**Written task**
Convert all of the material below into a JSON list of strings, one string per line, leaving out blank lines.

····················

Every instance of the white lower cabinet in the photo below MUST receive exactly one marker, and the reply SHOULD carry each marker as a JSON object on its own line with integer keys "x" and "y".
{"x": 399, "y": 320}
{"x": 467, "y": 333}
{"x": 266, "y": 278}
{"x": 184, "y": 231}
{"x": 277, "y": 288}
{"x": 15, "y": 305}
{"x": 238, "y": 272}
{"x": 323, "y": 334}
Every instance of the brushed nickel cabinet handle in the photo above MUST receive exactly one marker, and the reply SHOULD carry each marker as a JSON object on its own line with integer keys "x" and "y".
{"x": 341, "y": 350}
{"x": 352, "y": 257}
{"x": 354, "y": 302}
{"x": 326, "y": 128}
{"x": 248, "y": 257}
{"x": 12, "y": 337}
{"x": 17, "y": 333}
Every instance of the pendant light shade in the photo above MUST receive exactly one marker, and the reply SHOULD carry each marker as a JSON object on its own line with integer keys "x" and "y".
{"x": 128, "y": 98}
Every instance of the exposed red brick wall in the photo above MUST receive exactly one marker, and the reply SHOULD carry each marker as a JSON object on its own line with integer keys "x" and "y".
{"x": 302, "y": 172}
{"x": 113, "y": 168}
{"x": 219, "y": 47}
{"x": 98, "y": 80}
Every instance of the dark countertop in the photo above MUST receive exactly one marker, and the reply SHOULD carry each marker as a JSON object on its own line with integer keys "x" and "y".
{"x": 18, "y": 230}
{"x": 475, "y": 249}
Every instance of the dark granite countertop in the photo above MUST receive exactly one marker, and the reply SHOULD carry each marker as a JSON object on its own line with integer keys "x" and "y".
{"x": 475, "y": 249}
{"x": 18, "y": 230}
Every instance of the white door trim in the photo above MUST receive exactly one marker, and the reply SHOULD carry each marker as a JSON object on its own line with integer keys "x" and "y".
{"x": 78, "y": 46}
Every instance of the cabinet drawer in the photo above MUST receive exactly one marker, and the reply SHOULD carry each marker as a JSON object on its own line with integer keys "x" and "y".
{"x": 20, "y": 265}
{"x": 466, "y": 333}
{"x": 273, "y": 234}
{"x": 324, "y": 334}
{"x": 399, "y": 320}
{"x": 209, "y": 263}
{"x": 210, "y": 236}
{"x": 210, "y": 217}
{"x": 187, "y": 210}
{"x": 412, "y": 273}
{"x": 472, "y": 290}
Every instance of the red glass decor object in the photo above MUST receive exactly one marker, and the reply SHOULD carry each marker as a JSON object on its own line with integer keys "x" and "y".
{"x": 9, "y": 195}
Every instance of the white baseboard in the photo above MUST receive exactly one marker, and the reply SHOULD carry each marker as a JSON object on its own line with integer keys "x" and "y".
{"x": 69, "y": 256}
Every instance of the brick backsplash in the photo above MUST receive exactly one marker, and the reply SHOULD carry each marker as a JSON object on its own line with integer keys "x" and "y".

····················

**Exercise output**
[
  "Every instance of the white lower cabinet in the photo below MUST receive exactly one marker, and the reply SHOULD carry each marker as a JSON object on its own line with integer keys \"x\" and \"y\".",
  "{\"x\": 399, \"y\": 320}",
  "{\"x\": 467, \"y\": 333}",
  "{\"x\": 266, \"y\": 278}",
  "{\"x\": 184, \"y\": 231}",
  "{\"x\": 277, \"y\": 288}",
  "{\"x\": 15, \"y\": 305}",
  "{\"x\": 238, \"y\": 272}",
  "{\"x\": 323, \"y\": 334}",
  "Every instance of the brushed nickel cabinet handle in the photo above MUST receive exactly one marker, and the reply SHOULD carry each marker as a JSON object on its own line with integer keys \"x\" and \"y\".",
  "{\"x\": 341, \"y\": 350}",
  "{\"x\": 352, \"y\": 257}",
  "{\"x\": 354, \"y\": 302}",
  "{\"x\": 326, \"y\": 128}",
  "{\"x\": 248, \"y\": 257}",
  "{\"x\": 12, \"y\": 337}",
  "{\"x\": 17, \"y\": 333}",
  "Every instance of the pendant light shade in the photo above MUST receive exactly one marker, and the reply SHOULD carry each marker as a JSON object on its own line with integer keys \"x\" and \"y\".",
  "{\"x\": 128, \"y\": 98}",
  "Every instance of the exposed red brick wall in the photo above MUST receive exactly one marker, and the reply SHOULD carry each marker as a JSON object on its own line with integer keys \"x\" and \"y\".",
  "{\"x\": 302, \"y\": 172}",
  "{\"x\": 113, \"y\": 168}",
  "{\"x\": 219, \"y\": 47}",
  "{\"x\": 98, \"y\": 80}",
  "Every instance of the dark countertop in the photo above MUST receive exactly one marker, and the reply SHOULD carry each marker as a JSON object on its own line with integer keys \"x\" and \"y\".",
  "{\"x\": 18, \"y\": 230}",
  "{\"x\": 475, \"y\": 249}",
  "Every instance of the dark granite countertop in the photo above MUST receive exactly one marker, and the reply SHOULD carry each marker as a JSON object on its own line with integer keys \"x\" and \"y\".",
  "{\"x\": 475, \"y\": 249}",
  "{\"x\": 18, \"y\": 230}",
  "Every instance of the white door trim in the photo above MUST receive exactly one marker, and the reply SHOULD carry each marker as a JSON object on its own line with integer keys \"x\" and \"y\".",
  "{\"x\": 78, \"y\": 46}",
  "Every instance of the cabinet drawer in the photo above MUST receive exactly one marker, and the reply SHOULD carry each marker as a JSON object on its own line with integer keys \"x\" and \"y\".",
  "{\"x\": 20, \"y\": 265}",
  "{\"x\": 466, \"y\": 333}",
  "{\"x\": 273, \"y\": 234}",
  "{\"x\": 324, \"y\": 334}",
  "{\"x\": 399, \"y\": 320}",
  "{\"x\": 209, \"y\": 263}",
  "{\"x\": 210, \"y\": 236}",
  "{\"x\": 210, \"y\": 217}",
  "{\"x\": 187, \"y\": 210}",
  "{\"x\": 412, \"y\": 273}",
  "{\"x\": 472, \"y\": 290}",
  "Every instance of the red glass decor object in the photo above MUST receive exactly one marker, and the reply SHOULD carry each marker as a JSON object on its own line with integer keys \"x\" and \"y\".",
  "{\"x\": 9, \"y\": 195}",
  "Every instance of the white baseboard in the photo above MUST receive exactly one marker, and the reply SHOULD carry each marker as a JSON object on its own line with integer keys \"x\" and \"y\".",
  "{\"x\": 69, \"y\": 256}",
  "Every instance of the brick backsplash in the photo above MUST receive exactly one marker, and the reply SHOULD carry each marker as a JSON object on its own line with integer keys \"x\" and \"y\"."
]